TASK GOAL: Reproduce all the entries exactly and keep the pictures out.

Stored dataset items:

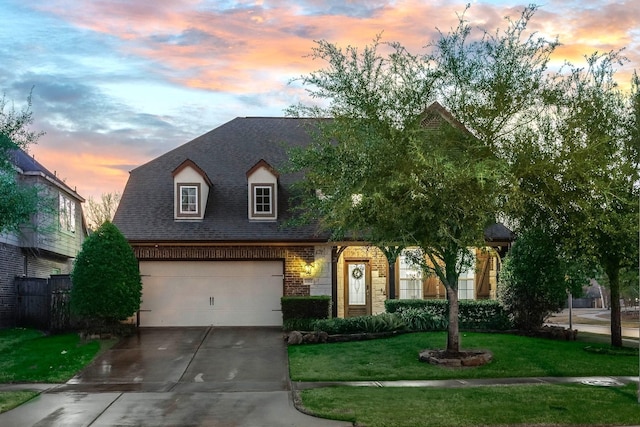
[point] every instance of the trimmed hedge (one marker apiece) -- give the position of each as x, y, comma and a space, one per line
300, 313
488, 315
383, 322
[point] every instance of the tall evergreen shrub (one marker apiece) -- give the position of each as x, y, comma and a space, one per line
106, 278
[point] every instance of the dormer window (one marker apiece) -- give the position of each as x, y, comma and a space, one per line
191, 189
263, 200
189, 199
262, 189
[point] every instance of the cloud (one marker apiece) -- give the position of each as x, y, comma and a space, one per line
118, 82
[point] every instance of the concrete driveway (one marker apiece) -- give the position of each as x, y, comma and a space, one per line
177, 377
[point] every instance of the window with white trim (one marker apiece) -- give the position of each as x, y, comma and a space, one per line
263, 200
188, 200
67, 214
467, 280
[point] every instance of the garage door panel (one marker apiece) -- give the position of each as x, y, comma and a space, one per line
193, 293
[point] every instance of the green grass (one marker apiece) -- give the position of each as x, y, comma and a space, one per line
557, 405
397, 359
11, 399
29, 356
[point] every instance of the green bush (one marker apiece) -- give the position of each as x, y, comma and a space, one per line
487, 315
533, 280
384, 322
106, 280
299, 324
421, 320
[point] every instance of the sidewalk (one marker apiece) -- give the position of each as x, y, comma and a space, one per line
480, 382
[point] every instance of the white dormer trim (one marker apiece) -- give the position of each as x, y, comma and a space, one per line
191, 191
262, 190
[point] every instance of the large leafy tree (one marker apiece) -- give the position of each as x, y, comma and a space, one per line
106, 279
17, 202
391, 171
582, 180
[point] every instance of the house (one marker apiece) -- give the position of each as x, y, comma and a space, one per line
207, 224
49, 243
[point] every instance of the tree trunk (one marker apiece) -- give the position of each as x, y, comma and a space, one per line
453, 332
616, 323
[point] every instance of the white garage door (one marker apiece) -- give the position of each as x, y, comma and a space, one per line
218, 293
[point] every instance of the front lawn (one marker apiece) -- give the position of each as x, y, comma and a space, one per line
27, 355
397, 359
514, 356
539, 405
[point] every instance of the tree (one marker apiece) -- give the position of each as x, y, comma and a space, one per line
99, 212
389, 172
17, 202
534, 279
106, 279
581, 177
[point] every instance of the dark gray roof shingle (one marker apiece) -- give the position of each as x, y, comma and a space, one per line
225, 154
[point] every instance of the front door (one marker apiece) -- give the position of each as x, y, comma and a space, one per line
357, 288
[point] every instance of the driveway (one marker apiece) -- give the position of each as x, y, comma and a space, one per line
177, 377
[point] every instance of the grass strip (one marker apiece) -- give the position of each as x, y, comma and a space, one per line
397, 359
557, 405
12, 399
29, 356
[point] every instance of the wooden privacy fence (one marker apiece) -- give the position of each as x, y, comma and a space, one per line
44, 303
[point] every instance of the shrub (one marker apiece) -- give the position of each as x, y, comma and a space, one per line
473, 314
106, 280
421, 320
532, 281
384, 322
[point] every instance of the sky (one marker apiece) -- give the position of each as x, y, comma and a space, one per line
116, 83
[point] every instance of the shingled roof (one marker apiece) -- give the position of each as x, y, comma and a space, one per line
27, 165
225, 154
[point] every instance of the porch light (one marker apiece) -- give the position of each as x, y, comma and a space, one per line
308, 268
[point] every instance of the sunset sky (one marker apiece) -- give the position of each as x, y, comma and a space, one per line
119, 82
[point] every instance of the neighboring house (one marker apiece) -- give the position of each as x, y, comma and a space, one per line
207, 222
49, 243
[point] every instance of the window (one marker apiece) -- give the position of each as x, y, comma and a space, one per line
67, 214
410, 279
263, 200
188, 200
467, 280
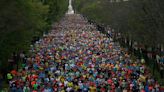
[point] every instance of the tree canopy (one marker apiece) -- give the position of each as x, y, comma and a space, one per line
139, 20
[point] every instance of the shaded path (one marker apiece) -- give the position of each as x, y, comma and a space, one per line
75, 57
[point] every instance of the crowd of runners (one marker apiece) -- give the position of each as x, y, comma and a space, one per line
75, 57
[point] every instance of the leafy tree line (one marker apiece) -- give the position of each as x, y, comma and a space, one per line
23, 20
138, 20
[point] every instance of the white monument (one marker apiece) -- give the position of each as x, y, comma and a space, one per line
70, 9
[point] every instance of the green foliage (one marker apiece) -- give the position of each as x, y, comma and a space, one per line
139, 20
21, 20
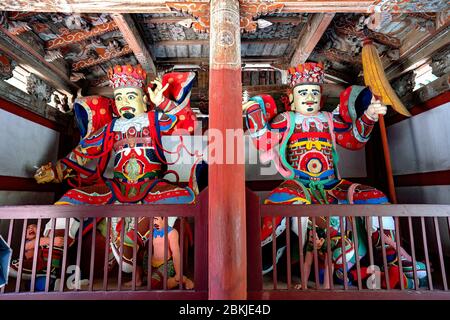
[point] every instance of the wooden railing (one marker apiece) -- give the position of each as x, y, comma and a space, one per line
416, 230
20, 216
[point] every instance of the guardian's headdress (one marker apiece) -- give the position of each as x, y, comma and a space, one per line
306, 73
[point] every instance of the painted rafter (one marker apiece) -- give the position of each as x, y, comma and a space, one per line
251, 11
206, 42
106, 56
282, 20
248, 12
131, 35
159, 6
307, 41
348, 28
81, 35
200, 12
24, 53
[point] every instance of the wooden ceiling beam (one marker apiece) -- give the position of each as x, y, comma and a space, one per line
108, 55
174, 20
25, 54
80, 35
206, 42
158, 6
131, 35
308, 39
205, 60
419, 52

ANSWER IN FULL:
[point] every instance of the trimmed hedge (one marker apiece) -- give the position of each as x, y, comma and a space, one per line
300, 313
488, 315
383, 322
[point] every instance of the tall evergreen shrub (one marker apiece) -- give the position of each as x, y, comma and a space, one per line
106, 278
[point] every instance of the dormer window (one marker apiece) -- give the position of each as x, y, comma and a space, one per line
191, 189
263, 200
189, 199
262, 189
[point] every instance of the cloud (one marker apiece) -- give the position of each as x, y, comma and a space, one per line
118, 82
[point] every instance of the concrete driveway (one marker apiece) -- give the position of each as x, y, comma and a space, one per line
177, 377
[point] every instance of the window with white trim (one marker apiece) -- give the position of each as x, y, comma and a space, one per line
263, 200
188, 200
67, 214
467, 280
[point] every instance of the garage door panel (one marker apiece) -- give the position of each as x, y, comma and a space, one per line
193, 293
[point] every instance of the green grass (one marker apiece) -- give the position of each as x, y, comma and a space, one per line
557, 405
397, 359
11, 399
29, 356
[point] every instance of the green bush (one marker apiece) -- give the position of each as x, y, comma and a space, one per line
487, 315
533, 280
384, 322
106, 280
299, 324
421, 320
[point] every instance of the sidewalk (one marker apiece) -- give the position of each as x, y, comma and a space, one per line
480, 382
[point] every instance of the white dormer trim (one marker apiece) -- give the position of each as x, y, comma and a space, one per line
191, 191
262, 190
[point] every instance of the large leafy tree (one marker apiece) -- give the position of each as x, y, comma and a space, one per line
106, 279
17, 202
391, 171
582, 180
[point] every instance of the house (one marker apiece) -- give the position of each as x, y, comma and a space, one per line
207, 224
49, 243
[point] every instance of the tree trunk (one marker apiece) -- give the position of each as x, y, comma and a space, one per line
453, 332
616, 323
[point] every instance of the white garage door (one marker apiece) -- give the position of each as x, y, comma and a space, one per line
218, 293
[point] every instance of the front lawn (one marker apiece) -- give the position of each as x, y, comma and a space, one per line
27, 355
397, 359
514, 356
539, 405
[point] every instance of the tree (one marker apiece) -- give the position of each as x, y, comma and a space, one per line
99, 212
389, 172
17, 202
534, 279
106, 279
581, 177
[point] every instance of the dark gray roof shingle (one marker apiece) -- give the position of each as x, y, comma and a space, one per line
225, 154
[point] every instance of the front door (one marker apiece) -- give the position of each as x, y, comma and a space, one per line
357, 288
[point] every instance of the driveway (one marker apiece) -- give the position of each as x, y, comma and a space, one per line
177, 377
[point] every instance of the grass strip (one marker apiece) -- give the position of each as x, y, comma and a space, one per line
397, 359
557, 405
12, 399
29, 356
[point] every instance of the wooden privacy fence (one marker apiece) -- give the position of each as x, y, comma and a space, one per line
44, 303
[point] every instance of the shrub (one marker apiece) -- give the position of each as x, y, comma and a space, one per line
473, 314
106, 280
421, 320
532, 281
384, 322
[point] every instance of the sky (one marker apiece) -- give the position of each as x, y, comma and a space, one per line
116, 83
[point] every instance of the shingled roof (one marker apiece) -- give the position of each as x, y, comma and a space, one per line
27, 165
225, 154
[point] every instance of the porch light (one marker apiece) -- give the position of each as x, y, comma and a space, one per line
308, 268
[point] every instance of the sunset sky (one marker apiece) -- give the position of each as x, y, comma and a space, one per line
119, 82
[point] every instance of the neighboring house (one marker apiece) -- give the position of each as x, y, comma and a space, one per line
207, 222
49, 243
[point] every instance of the window (one marker apiece) -- give the position of each as x, y, comma and a space, one per line
67, 214
410, 279
263, 200
188, 200
467, 280
[point] every instance of the tree canopy (one marker apiece) -- give the position of each as x, y, comma and a space, one per line
139, 20
[point] every instance of the shaded path (one marker apiece) -- give the position of each as x, y, comma and a space, one per line
75, 57
[point] every instance of the crowd of runners (one marker apiece) -- give the position of each as x, y, comma and a space, one per line
75, 57
[point] every instance of the leafy tree line (one marker apiece) -- give the position of each as x, y, comma and a space, one per line
23, 20
138, 20
[point] every instance of the white monument (one marker apiece) -- give the position of each as x, y, comma and a space, one per line
70, 9
[point] every instance of the green foliage (one marker apiece) -- give the position of each as x, y, comma and a space, one per line
139, 20
21, 20
[point] every instance of the wooden railing (one marker apiece) -- give the position of each as x, y, comma and a space, one per line
416, 230
20, 216
[point] every instance of the guardian's headdress (one marker apiece) -- give the position of each as x, y, comma and a space, one per line
306, 73
[point] every instance of the painted rafter (one marker apiece) -- give the position of each as x, y, comma and a space, one per line
251, 11
206, 42
106, 56
282, 20
248, 12
131, 35
159, 6
307, 41
348, 28
81, 35
200, 12
24, 53
[point] every instance of the wooden ceiling beam (one marker apiece) -- give the position of each as x, y, comma and a space, one per line
108, 55
174, 20
25, 54
80, 35
206, 42
158, 6
131, 35
308, 39
205, 60
419, 52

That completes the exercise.